● **Extract provided**:
Data provider Bloomberg has urged users to switch the way they price US dollar interest rate options — in case they are caught out by a move by the Federal Reserve to push rates below zero.
In a note sent out across its terminals on Monday, the company recommended that customers review their computer models for calculating interest rate volatility — a key component in pricing options, which give holders a right to buy or sell an asset on a set date.
Bloomberg recommended that users switch to a new model “as a preventive measure” to ensure that pricing functions on interest rate options or similar derivatives continue to work in the event of negative rates. It is also making similar changes to its foreign exchange and commodities pricing models.
The recommendation comes as investors debate whether the US Federal Reserve will follow the European Central Bank and the Bank of Japan by cutting its main interest rate below zero for the first time, in an attempt to provide further stimulus to the economy. Such a move, which has the explicit support of US president Donald Trump, has been ruled out until now by Fed chair Jay Powell, who said last month that sub-zero rates are “probably not an appropriate or useful policy” in the US.
Markets appear to be taking Mr Powell at his word, no longer pricing in the Fed dragging policy rates below zero, having done so briefly in May. The central bank’s stance was underlined at its most recent policy meeting last week, when it forecast rates will be tethered to current levels just above zero until at least the end of 2022. Still, the Fed funds rate, the cost of borrowing “excess” reserves overnight, is trading very close to zero, at 0.08 per cent.
In a statement, Bloomberg said that the company “continuously stress tests its systems against all kinds of scenarios, and as part of these efforts we are preparing our systems for the possibility of negative yields on US fixed income instruments”.

Collected data:
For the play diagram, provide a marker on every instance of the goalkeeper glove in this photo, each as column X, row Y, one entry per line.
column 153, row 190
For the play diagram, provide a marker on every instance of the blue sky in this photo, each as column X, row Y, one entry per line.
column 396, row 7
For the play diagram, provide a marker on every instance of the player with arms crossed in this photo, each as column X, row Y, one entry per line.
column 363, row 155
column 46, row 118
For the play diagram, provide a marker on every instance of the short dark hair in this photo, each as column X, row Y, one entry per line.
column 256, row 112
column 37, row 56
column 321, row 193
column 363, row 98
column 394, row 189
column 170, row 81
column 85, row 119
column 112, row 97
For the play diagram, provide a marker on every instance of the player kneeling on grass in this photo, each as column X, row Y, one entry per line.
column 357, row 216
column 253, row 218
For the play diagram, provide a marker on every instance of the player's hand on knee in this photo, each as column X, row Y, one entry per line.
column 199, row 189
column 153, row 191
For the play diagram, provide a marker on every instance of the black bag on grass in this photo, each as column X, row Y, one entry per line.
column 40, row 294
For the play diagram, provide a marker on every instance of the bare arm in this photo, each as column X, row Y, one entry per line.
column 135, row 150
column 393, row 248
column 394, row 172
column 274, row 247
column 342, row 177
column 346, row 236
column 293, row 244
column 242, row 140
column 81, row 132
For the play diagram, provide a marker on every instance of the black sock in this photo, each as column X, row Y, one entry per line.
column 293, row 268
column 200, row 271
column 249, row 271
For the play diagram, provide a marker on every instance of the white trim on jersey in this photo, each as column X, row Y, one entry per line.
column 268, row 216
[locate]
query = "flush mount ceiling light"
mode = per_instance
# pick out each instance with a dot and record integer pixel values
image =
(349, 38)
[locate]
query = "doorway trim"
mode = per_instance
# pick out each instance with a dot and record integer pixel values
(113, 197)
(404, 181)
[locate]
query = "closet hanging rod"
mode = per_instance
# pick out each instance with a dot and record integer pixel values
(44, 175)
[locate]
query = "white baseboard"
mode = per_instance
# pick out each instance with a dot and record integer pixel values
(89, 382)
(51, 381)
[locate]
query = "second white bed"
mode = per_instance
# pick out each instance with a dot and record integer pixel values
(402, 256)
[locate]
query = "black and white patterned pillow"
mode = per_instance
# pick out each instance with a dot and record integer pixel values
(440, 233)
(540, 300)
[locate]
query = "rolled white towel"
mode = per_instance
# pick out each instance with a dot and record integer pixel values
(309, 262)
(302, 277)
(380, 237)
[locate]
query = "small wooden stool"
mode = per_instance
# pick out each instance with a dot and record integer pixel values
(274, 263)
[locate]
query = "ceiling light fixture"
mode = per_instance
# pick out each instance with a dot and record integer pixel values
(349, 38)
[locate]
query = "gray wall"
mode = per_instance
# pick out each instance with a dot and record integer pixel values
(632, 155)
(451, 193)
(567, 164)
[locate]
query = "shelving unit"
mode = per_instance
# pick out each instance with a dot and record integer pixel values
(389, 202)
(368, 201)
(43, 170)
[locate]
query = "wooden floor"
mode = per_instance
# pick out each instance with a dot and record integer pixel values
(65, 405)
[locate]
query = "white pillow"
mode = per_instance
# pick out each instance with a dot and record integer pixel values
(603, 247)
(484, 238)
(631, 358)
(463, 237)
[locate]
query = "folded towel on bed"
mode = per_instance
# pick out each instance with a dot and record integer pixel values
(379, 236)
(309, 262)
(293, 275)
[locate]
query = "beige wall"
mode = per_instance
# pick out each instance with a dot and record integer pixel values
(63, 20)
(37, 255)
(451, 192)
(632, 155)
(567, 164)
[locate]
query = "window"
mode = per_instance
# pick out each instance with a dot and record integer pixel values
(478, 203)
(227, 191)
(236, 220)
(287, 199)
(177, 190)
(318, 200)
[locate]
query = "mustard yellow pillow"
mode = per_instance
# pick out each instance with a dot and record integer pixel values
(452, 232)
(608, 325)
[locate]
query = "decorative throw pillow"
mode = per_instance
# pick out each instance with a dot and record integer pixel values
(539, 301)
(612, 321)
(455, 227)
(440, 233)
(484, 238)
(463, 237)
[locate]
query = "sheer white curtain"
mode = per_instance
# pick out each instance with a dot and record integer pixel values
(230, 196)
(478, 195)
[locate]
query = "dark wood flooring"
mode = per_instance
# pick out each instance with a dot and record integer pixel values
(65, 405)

● **Task to carry out**:
Duplicate the part of the Bloomberg rates article from "Data provider Bloomberg" up to and including "a set date.".

● **Problem solution**:
Data provider Bloomberg has urged users to switch the way they price US dollar interest rate options — in case they are caught out by a move by the Federal Reserve to push rates below zero.
In a note sent out across its terminals on Monday, the company recommended that customers review their computer models for calculating interest rate volatility — a key component in pricing options, which give holders a right to buy or sell an asset on a set date.